* **Document extract**:
During the first centuries ad, referred to by Polish archaeologists
as the Period of Roman Influences, three large cultural complexes,
probably associated with three different peoples, made their mark in
the present-day territories of Poland. Southern and central Poland
was occupied by the Przeworsk Culture, which gained its name from the
village of Przeworsk, situated in Lesser Poland (Maűopolska), where
the first cemeteries typical of this culture were discovered. This
culture emerged at the beginning of the second century bc and
continued to thrive for several hundred years, right up until the
Migration Period. The regions of Warmia and Mazuria (Mazury) were
inhabited by representatives of the Western Balt Culture, which
developed independently of its neighbours, and differed from them
distinctly, bearing, however, a clear relationship to Baltic peoples.
In contrast, during the first decades ad, an entirely new culture
began to take shape in Pomerania. Archaeologists dubbed it the
Wielbark Culture, after the site at Wielbark (currently Malbork-
Wielbark), where the first cemetery of this culture was found. This
area of Poland had previously been occupied by the Oksywie Culture,
closely related to the Przeworsk Culture, but differing in many
aspects from the subsequent Wielbark Culture. At the beginning of its
existence the Wielbark Culture had exactly the same territorial
extent as the Oksywie Culture. Thus, it covered an area stretching
along the Lower Vistula from Gdańsk to Chełmno in the south, whilst
to the west it encompassed a large proportion of Pomerania, reaching
beyond the River Parsęta. Later on it extended even further, into the
of Kashubian and Krajeński Lakelands and into northern Greater
Poland, stretching south towards the Poznań region. Another marked
change took place during the first half of the third century ad, when
the Wielbark Culture withdrew from Greater Poland and from virtually
the whole of Pomerania, apart from those territories situated nearest
the Vistula Estuary. At the same time, expansion to the south-east
began, Wielbark communities settling in Mazovia (Mazowsze) and Little
Poland to the east of the Vistula, even reaching as far as the
Ukraine.

* **Dataset**:
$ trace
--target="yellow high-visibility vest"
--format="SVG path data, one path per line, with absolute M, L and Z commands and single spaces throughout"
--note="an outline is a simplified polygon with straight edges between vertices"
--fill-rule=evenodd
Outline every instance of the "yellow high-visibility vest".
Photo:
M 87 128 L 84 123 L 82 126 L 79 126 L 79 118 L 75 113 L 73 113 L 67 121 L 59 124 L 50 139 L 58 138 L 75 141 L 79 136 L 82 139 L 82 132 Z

* **Problem statement**: Copy the passage on early cultures in Poland word for word, between "During the first centuries" and "to Baltic peoples.", inclusive.

* **Complete response**:
During the first centuries ad, referred to by Polish archaeologists
as the Period of Roman Influences, three large cultural complexes,
probably associated with three different peoples, made their mark in
the present-day territories of Poland. Southern and central Poland
was occupied by the Przeworsk Culture, which gained its name from the
village of Przeworsk, situated in Lesser Poland (Maűopolska), where
the first cemeteries typical of this culture were discovered. This
culture emerged at the beginning of the second century bc and
continued to thrive for several hundred years, right up until the
Migration Period. The regions of Warmia and Mazuria (Mazury) were
inhabited by representatives of the Western Balt Culture, which
developed independently of its neighbours, and differed from them
distinctly, bearing, however, a clear relationship to Baltic peoples.